Raw data »
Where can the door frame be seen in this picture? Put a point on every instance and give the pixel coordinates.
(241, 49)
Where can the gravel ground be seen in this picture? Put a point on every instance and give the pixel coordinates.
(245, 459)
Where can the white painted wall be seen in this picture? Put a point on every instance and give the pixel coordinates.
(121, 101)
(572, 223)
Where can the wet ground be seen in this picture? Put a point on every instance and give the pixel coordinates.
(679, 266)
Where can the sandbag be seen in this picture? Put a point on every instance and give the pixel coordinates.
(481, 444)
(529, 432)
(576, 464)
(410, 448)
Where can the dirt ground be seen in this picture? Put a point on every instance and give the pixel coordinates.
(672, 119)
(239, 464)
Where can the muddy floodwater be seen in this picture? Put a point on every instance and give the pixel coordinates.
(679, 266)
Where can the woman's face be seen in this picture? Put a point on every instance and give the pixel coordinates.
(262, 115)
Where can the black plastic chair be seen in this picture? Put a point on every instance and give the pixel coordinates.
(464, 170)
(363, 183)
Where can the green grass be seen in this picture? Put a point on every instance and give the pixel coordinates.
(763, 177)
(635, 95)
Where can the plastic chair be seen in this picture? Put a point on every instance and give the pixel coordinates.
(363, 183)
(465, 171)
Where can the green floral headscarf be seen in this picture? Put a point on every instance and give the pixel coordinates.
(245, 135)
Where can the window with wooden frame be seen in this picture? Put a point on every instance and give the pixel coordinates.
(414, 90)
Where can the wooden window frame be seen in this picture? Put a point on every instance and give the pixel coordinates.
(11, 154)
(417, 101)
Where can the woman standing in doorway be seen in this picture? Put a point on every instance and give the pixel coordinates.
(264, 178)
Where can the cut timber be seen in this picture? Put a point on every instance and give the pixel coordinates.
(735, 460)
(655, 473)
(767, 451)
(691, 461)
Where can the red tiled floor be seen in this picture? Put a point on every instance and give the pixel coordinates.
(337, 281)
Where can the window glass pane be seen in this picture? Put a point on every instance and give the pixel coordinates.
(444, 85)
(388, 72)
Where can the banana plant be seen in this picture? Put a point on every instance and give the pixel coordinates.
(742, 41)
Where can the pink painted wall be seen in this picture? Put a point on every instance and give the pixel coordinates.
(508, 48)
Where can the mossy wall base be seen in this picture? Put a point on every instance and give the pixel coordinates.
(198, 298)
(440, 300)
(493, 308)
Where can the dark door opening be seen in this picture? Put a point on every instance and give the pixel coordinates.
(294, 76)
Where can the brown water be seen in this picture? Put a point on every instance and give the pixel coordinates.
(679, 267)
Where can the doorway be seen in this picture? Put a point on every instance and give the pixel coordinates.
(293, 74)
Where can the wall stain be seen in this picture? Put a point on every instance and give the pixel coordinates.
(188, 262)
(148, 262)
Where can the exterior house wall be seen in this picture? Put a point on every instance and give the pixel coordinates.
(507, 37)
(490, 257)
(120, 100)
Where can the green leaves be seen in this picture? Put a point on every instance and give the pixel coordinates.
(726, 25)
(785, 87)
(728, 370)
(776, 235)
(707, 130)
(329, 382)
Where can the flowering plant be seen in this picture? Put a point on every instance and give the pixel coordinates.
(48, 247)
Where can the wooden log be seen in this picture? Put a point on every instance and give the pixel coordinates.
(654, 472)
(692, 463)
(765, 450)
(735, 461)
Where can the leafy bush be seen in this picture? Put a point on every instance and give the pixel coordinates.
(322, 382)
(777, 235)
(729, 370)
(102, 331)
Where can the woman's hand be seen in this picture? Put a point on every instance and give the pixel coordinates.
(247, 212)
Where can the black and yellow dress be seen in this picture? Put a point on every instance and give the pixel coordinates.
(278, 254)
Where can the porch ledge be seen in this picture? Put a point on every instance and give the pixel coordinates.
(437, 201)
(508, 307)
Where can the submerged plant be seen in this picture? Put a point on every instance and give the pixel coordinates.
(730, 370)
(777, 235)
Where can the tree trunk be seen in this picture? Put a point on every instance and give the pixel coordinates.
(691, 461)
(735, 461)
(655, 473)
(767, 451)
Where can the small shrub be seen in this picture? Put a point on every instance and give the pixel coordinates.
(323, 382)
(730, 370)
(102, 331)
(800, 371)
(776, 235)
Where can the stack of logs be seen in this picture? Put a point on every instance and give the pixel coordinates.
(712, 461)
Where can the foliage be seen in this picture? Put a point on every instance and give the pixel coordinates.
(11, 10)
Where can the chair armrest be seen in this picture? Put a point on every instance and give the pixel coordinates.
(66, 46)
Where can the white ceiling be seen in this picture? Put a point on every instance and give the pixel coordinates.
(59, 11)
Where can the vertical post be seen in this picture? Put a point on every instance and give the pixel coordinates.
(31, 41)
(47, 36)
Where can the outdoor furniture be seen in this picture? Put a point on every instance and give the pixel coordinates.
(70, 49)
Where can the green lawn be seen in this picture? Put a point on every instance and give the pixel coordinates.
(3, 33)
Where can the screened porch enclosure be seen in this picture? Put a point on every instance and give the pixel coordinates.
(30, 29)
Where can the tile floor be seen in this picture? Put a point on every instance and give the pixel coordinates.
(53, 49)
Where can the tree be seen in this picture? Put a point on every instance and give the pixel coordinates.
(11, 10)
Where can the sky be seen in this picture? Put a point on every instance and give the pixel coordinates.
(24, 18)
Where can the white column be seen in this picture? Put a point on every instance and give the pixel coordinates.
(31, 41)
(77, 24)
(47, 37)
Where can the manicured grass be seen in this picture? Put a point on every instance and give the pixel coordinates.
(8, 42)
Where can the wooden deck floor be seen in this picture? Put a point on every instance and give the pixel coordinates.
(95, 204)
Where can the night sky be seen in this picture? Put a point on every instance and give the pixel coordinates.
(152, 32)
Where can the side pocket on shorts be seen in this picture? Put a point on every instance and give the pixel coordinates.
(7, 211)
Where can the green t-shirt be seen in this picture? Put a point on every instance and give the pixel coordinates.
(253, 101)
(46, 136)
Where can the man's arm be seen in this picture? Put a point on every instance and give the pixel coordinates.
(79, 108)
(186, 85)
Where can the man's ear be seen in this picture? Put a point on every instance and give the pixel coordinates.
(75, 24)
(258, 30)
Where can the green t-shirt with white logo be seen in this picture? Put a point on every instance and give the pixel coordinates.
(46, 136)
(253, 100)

Written task » Rewrite the stretch of the data above from the line containing "Where can the night" through the end, including that line and every request line, and shift each answer coordinate by adding 63 to both of its numbers.

Exercise answer »
Where can the night sky be seen in this picture? Put a point on every instance and give the pixel coordinates.
(215, 95)
Where can the side pocket on shorts be seen in this picture? Put a point on every instance and give the pixel coordinates.
(70, 274)
Where can the green t-shirt be seen in this picture? Put a point on every instance and give the pixel coordinates.
(316, 164)
(109, 199)
Where can the man's arm be seen in this picture? Put a point on every instance and give the pixel coordinates.
(142, 171)
(249, 148)
Where can the man's ear be seen in this picture? Put a point on every instance and give the pixel coordinates.
(138, 87)
(321, 93)
Where can the green t-shirt with white logo be seen in this picture? Put a point on every instance and give the pixel coordinates.
(109, 199)
(316, 163)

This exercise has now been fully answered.